* Selected text *
“Live now. Tomorrow, who knows?”
We each have our heroes. Today, I am writing about one of mine because it’s impossible to write about anything else.
I’m not going to tell you how many songs Aznavour wrote, or discuss the controversial topics many of his songs tackled.
I’m going to tell you, instead, why Aznavour broke many hearts when he died yesterday, despite being 94 years old.
Aznavour has always been a hopeful symbol for Armenian youth, especially diaspora Armenians. In foreign tongue that many of them, having grown up in predominantly English and Arabic speaking countries, didn’t even understand, he was exceptionally relatable. After all, he too was the product of a forgotten genocide that left his family searching for a new home and identity. He, too, was caught up half way between two very different worlds, belonging to both but, at the same time, to neither. He was one of the fathers of French song, and also the beacon of the Armenian dream: to live freely, to be accepted, to be recognized, and to belong.
Charles Aznavour’s voice has been playing in my ear since the day I was born. Before I could speak French, I had memorized many of his chansons. I remember the first time I finally understood one, I was blown away… all these years, I had been singing along to a voice I knew so well, telling a tale I couldn’t even comprehend. I was excited by this realization and went on a good old fashioned Aznavourian binge, listening to all his songs and dissecting them, trying to finally grasp sight of the man behind them. What I found in the end was ironically the same man I expected… a fighter, a dreamer, a seeker of justice… an Armenian.

* Records *
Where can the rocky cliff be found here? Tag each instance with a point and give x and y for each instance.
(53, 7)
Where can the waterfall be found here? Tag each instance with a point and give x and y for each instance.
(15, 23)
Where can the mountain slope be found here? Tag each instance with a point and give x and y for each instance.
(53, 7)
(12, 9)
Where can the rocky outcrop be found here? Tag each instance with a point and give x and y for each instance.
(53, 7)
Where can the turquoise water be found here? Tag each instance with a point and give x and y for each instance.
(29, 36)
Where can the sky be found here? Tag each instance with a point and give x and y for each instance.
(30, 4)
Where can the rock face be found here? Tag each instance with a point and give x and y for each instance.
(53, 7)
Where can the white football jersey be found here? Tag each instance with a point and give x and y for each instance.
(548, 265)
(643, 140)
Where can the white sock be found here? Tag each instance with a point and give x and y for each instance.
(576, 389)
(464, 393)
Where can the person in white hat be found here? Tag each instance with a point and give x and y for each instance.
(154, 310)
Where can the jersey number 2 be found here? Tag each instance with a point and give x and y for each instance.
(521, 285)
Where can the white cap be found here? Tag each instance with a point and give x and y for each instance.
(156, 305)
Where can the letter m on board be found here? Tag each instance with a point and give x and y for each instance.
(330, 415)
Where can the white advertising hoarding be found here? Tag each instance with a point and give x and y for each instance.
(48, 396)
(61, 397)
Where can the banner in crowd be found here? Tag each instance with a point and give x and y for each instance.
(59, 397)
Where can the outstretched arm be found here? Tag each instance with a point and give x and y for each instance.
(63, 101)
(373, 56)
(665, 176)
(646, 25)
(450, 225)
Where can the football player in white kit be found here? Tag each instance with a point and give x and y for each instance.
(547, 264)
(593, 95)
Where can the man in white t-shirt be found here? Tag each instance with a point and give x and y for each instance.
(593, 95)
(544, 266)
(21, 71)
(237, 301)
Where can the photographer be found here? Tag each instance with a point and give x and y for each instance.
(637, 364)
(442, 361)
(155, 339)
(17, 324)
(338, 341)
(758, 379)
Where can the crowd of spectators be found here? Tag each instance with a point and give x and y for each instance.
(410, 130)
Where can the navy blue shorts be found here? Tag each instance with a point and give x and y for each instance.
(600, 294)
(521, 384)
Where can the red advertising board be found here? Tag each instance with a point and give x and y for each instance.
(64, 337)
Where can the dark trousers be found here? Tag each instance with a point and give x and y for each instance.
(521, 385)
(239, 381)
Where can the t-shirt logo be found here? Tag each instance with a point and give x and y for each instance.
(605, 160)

* Problem set *
(1) Extract each line of the entries that contains the word "rocky".
(2) Continue the essay on Charles Aznavour, picking up after its last sentence.
The essay on Charles Aznavour and the entries bear no relation to each other.

* In response *
(1)
Where can the rocky cliff be found here? Tag each instance with a point and give x and y for each instance.
Where can the rocky outcrop be found here? Tag each instance with a point and give x and y for each instance.

(2)
I’ve inspired some laughter since learning of Aznavour’s death, as I was caught off guard by the sudden and persistent tears that overwhelmed me at random times throughout the day. “It’s like you lost a family member,” one friend joked. “He wasn’t better than anyone else,” another told me. “He’s just another celebrity;” “he was 94! What did you expect?”
They’re right. Nobody is better than anybody else. But Charles Aznavour was my beacon; he was a light in this world for many of us, wandering in search of our stolen identities.
Charles Aznavour did what others could not… he showed us that whether we call ourselves Western or Eastern Armenians, we all have one thing in common: due to our history, we can see people, really see them, and if we choose, we can be makers of magic for everyone else.
Charity, integrity, gratitude, faith and story telling are the pillars of my life. Whenever a crack started to form in one, it only took a sprinkle of Aznavourian magic to repair it.
A few years ago, when I finally went to see Aznavour in Doha, Qatar, I was mesmerized by the frail old man that greeted us humbly from the stage. He told us he had been feeling sick, and everyone expected he couldn’t make it, but he had willed himself to feel better because so many people were waiting. I was relieved… selfishly, I worried until the very last moment that he would not show up, and that I would never get to see him.
And yet, there he was, tired and sick but with a booming voice, faking a heart attack on the stage in good humour… 91 years old and still going strong, refusing to retire. As he painted through his signature La Boheme act, I thought to myself… this man is a true designer of his own life and luck.
And so, I saw new light.
Thank you, Aznavour. May you be seated in the heaven of heavens. (22 May 1924 – 1 October 2018).
And remember… “I love life! Live it! Don’t spoil it!”
M.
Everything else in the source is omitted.